STATED GOAL = Copy each line of the listing below verbatim.

INFORMATION PROVIDED =

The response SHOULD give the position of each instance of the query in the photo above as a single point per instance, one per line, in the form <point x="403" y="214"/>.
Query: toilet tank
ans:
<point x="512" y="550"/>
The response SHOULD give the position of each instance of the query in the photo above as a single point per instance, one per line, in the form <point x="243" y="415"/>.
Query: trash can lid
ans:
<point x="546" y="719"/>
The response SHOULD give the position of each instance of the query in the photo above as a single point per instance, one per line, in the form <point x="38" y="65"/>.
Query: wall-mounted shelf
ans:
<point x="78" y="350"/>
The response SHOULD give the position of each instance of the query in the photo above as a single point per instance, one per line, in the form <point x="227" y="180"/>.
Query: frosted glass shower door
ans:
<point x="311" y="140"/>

TASK OUTPUT =
The response SHOULD give the position of each instance of the query in the photo above as a single point per instance, one per line, in the form <point x="403" y="214"/>.
Query: toilet tank
ans:
<point x="512" y="550"/>
The response SHOULD give the position of each instance of the query in the photo above as a single point per instance, one per line, in the form <point x="243" y="415"/>.
Query: trash can lid
ans:
<point x="546" y="719"/>
The response SHOULD give the position of each instance of the query in the photo above as a single point per instance, one per line, in the form <point x="38" y="65"/>.
Query: wall-mounted shelf
ans:
<point x="78" y="350"/>
The response SHOULD give the position of each instance of the query in the photo above as a single point per instance, one per line, in the form <point x="227" y="180"/>.
Query: frosted glass shower door
ans:
<point x="311" y="140"/>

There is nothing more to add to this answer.